━━ Data to use ━━

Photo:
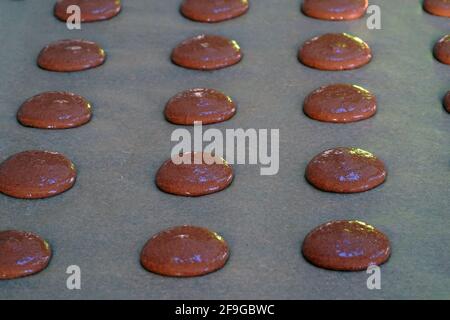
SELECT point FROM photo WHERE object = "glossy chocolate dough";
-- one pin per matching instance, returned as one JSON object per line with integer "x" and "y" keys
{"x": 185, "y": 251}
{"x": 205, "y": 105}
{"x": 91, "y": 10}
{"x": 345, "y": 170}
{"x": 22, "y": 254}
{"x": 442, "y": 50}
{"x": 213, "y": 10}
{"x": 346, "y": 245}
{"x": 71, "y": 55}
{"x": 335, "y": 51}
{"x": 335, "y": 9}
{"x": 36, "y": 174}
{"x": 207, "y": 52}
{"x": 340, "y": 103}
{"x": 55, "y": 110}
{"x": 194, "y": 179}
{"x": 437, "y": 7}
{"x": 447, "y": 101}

━━━
━━ Data to use ━━

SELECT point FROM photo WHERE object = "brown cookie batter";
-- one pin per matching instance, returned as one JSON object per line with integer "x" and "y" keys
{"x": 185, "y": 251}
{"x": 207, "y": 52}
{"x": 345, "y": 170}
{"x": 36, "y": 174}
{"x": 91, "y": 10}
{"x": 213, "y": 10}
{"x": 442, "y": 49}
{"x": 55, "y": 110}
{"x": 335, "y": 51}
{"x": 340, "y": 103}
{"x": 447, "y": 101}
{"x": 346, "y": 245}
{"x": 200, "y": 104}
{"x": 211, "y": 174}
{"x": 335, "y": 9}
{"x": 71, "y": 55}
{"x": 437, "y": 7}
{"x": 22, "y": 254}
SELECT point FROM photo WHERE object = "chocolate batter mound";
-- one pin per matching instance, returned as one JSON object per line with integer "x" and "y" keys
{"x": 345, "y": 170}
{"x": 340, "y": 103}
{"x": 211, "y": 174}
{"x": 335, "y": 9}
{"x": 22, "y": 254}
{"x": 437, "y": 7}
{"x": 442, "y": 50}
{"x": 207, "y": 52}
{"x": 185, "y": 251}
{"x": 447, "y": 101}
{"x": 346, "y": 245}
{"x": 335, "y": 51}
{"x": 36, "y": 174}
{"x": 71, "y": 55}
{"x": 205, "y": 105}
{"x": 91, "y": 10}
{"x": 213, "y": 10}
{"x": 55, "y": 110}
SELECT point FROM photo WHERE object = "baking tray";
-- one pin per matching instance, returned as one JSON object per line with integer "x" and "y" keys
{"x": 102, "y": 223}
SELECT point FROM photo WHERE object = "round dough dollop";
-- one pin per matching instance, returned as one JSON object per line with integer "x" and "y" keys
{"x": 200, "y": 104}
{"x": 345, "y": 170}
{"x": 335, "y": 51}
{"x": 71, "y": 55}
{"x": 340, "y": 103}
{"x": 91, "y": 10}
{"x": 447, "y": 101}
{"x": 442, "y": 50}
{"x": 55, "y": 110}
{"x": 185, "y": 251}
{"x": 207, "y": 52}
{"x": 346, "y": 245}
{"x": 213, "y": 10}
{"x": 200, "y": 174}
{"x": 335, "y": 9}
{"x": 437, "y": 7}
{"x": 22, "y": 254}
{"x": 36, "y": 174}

━━━
━━ Data to use ━━

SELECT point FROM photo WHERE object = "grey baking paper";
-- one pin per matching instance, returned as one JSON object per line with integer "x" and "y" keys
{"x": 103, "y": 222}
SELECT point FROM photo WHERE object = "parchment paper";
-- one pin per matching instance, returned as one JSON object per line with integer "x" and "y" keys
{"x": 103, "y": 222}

━━━

Please collect each line above that contains the word "batter", and copy every one of those lines in full.

SELECT point FROM photo WHERE object = "brown cookie batter";
SELECT point FROM photo WHERE object = "chocolate batter mound";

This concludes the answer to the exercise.